--- begin DATASET RECORDS ---

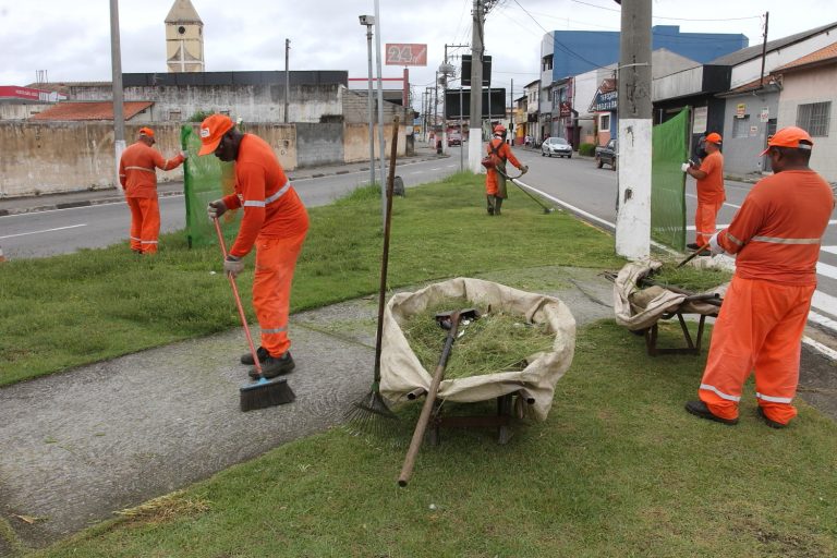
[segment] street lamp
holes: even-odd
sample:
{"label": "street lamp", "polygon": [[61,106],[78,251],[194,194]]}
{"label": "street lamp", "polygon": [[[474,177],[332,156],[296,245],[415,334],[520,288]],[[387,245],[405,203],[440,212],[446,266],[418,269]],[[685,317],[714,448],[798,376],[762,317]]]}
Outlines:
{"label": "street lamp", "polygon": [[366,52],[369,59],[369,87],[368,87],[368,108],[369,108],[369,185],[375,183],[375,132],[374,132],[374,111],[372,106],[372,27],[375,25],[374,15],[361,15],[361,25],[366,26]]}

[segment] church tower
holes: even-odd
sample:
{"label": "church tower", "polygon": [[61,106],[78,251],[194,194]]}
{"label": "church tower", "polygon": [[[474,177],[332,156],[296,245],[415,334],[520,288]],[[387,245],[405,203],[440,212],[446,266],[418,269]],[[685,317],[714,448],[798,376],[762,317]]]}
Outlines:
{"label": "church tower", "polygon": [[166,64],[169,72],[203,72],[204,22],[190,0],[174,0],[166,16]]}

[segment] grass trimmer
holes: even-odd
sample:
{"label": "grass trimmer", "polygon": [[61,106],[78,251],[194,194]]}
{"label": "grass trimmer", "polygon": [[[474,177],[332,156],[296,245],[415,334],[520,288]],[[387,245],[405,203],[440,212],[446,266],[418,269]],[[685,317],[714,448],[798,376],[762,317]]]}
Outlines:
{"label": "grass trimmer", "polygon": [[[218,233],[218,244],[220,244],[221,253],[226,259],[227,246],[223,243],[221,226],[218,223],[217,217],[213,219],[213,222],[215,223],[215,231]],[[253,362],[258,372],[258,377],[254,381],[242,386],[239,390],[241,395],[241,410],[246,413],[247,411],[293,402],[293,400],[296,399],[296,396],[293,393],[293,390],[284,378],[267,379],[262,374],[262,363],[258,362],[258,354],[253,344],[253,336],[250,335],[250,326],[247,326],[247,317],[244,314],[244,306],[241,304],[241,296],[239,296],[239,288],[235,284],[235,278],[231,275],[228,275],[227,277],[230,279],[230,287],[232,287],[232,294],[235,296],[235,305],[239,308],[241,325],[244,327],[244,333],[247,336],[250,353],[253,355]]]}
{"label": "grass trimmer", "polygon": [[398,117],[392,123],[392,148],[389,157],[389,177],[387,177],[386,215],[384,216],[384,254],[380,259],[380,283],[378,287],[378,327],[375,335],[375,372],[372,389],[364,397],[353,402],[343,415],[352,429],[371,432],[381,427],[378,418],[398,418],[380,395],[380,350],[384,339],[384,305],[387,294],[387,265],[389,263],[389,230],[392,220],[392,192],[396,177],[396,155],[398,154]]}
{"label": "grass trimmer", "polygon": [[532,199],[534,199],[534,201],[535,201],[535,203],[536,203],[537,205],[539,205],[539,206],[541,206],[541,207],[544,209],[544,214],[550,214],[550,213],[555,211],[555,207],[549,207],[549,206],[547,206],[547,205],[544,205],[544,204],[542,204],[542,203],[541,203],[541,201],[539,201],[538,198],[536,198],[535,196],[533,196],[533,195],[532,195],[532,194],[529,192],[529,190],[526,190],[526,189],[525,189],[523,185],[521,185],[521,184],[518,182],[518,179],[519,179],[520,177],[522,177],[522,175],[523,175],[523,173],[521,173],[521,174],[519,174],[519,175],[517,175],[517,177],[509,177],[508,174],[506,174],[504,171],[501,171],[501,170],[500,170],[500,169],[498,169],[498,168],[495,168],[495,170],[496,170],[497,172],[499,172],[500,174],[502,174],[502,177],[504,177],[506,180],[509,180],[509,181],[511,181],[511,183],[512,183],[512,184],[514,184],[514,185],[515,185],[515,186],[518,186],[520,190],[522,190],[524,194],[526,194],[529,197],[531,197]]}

--- end DATASET RECORDS ---

§ REQUIRED TASK: Select every line in the rows above that contains the string "church". Case counts.

§ OUTPUT FOR THIS EXERCISE:
[segment] church tower
{"label": "church tower", "polygon": [[61,106],[78,251],[194,194]]}
{"label": "church tower", "polygon": [[[474,177],[332,156],[296,245],[415,334],[520,288]],[[387,245],[405,203],[440,212],[446,266],[418,269]],[[685,317],[714,448],[798,376],[762,317]]]}
{"label": "church tower", "polygon": [[166,64],[169,72],[203,72],[204,22],[190,0],[174,0],[166,16]]}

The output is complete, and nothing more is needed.